-- Start AVAILABLE RECORDS --
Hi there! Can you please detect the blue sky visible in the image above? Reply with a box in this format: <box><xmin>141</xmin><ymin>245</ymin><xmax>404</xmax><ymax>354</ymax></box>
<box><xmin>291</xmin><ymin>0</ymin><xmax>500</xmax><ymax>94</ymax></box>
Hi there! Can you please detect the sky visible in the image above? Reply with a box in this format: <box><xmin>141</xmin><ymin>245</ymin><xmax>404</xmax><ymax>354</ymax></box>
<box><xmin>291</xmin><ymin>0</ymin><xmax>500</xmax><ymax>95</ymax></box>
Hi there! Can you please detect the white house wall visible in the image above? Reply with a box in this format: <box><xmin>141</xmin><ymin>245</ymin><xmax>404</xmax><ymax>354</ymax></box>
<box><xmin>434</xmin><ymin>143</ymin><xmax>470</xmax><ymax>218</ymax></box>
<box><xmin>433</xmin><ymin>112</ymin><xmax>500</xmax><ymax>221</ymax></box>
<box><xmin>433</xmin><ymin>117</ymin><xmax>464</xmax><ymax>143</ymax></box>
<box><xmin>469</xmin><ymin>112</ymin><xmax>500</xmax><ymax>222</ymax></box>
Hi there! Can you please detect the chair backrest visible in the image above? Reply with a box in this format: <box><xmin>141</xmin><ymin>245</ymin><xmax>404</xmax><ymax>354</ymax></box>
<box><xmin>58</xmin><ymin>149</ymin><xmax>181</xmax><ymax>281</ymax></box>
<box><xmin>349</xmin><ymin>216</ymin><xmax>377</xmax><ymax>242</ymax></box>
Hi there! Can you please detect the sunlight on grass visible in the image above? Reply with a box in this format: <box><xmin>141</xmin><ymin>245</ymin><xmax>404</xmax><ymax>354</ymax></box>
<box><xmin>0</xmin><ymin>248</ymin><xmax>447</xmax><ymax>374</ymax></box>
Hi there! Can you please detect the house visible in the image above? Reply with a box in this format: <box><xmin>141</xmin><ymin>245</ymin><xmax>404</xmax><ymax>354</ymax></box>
-- End AVAILABLE RECORDS --
Pull every line above that contains the string "house" and copy each one in full. Case counts.

Hi there! Can you please detect the white house wall visible in the image above? Reply with a box in this format: <box><xmin>141</xmin><ymin>245</ymin><xmax>404</xmax><ymax>354</ymax></box>
Hi there! Can you please detect the house visible in the image above? Reply with a box in this format: <box><xmin>141</xmin><ymin>245</ymin><xmax>404</xmax><ymax>354</ymax></box>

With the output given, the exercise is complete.